What needs to be done:
Each record in the material below must be written out again exactly.
........
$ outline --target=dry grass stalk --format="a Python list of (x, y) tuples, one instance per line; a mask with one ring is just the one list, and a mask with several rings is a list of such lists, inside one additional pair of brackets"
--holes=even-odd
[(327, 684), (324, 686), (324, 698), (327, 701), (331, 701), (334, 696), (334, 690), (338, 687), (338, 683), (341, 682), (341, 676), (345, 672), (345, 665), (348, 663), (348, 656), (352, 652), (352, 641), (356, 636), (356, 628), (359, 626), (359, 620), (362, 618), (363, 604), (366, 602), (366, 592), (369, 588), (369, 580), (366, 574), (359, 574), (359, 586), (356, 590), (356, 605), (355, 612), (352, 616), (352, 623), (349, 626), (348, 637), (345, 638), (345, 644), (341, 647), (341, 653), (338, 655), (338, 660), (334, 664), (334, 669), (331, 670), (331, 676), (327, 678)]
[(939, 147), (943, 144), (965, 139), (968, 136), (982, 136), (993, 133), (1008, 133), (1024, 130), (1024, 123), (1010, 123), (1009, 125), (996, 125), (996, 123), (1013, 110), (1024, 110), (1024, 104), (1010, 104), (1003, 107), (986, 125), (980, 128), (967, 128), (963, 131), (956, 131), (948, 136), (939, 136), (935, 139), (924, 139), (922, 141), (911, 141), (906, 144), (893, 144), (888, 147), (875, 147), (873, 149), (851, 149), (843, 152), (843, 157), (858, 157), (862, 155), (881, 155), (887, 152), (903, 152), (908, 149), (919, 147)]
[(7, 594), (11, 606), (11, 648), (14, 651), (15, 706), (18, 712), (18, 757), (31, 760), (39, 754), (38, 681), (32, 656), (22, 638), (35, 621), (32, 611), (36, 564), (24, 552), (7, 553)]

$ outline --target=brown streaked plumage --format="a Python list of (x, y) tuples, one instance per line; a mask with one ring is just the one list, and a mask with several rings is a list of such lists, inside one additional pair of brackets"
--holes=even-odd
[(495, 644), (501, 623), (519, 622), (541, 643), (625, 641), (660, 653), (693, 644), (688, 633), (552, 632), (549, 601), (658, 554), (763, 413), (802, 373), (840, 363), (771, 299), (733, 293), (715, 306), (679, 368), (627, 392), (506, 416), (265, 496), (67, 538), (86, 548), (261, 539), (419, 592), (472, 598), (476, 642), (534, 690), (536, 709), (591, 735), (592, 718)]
........
Result below:
$ outline --target=dry grass stalk --format="a Python list of (x, y) tuples, one instance per line; a mask with one ring is just the one list, and a mask with several rings is a list of such lists, inside one additional pair of brackets"
--holes=even-odd
[(327, 684), (324, 686), (324, 698), (327, 701), (331, 701), (334, 696), (334, 690), (338, 687), (338, 683), (341, 682), (341, 676), (345, 672), (345, 665), (348, 663), (348, 656), (352, 652), (352, 641), (356, 636), (356, 628), (359, 626), (359, 620), (362, 618), (363, 604), (366, 602), (366, 592), (369, 588), (369, 580), (366, 574), (359, 574), (359, 586), (356, 590), (356, 605), (355, 612), (352, 616), (352, 623), (349, 626), (348, 637), (345, 638), (345, 644), (341, 647), (341, 653), (338, 655), (338, 660), (334, 664), (334, 669), (331, 670), (331, 676), (327, 678)]
[(939, 147), (943, 144), (965, 139), (968, 136), (982, 136), (993, 133), (1008, 133), (1024, 130), (1024, 123), (1010, 123), (1009, 125), (996, 125), (996, 123), (1013, 110), (1024, 110), (1024, 104), (1010, 104), (1003, 107), (986, 125), (980, 128), (967, 128), (963, 131), (956, 131), (948, 136), (939, 136), (935, 139), (924, 139), (922, 141), (911, 141), (906, 144), (893, 144), (888, 147), (875, 147), (873, 149), (851, 149), (843, 152), (843, 157), (858, 157), (862, 155), (881, 155), (887, 152), (903, 152), (908, 149), (919, 147)]
[(7, 594), (11, 606), (11, 648), (14, 651), (15, 706), (18, 712), (18, 757), (31, 760), (39, 754), (38, 681), (32, 656), (22, 638), (35, 621), (32, 611), (36, 564), (24, 552), (7, 553)]

$ outline --target=brown streaked plumage --format="a Python list of (x, y) tuples, one instance per line; a mask with one ring is just the one list, and a mask with several rings is a list of such lists, inside one additional pair of brackets"
--holes=even-odd
[(495, 644), (501, 623), (519, 622), (541, 643), (625, 641), (660, 653), (693, 644), (688, 633), (552, 632), (549, 601), (658, 554), (763, 413), (802, 373), (840, 363), (771, 299), (733, 293), (715, 306), (679, 368), (627, 392), (506, 416), (265, 496), (67, 538), (86, 548), (261, 539), (419, 592), (472, 598), (476, 642), (534, 690), (536, 709), (591, 735), (592, 718)]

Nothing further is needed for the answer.